# Data under study:

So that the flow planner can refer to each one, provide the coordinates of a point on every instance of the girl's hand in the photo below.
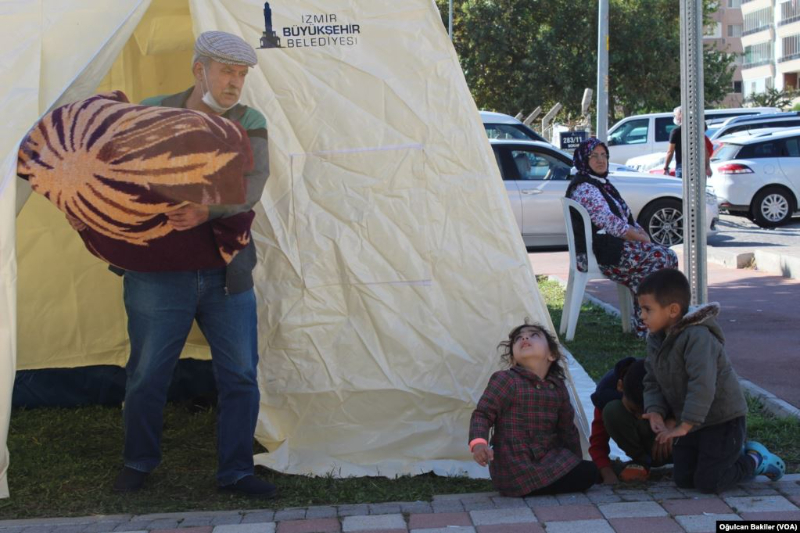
(609, 477)
(668, 434)
(656, 422)
(482, 454)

# What you should do:
If an entry contains an image, skip the image and return the rest of the listing unchanged.

# Written solution:
So that the flow planner can refer to each one, provide the coordinates of a point on every instance of the girl's hand in the photo below.
(609, 477)
(668, 434)
(656, 422)
(482, 454)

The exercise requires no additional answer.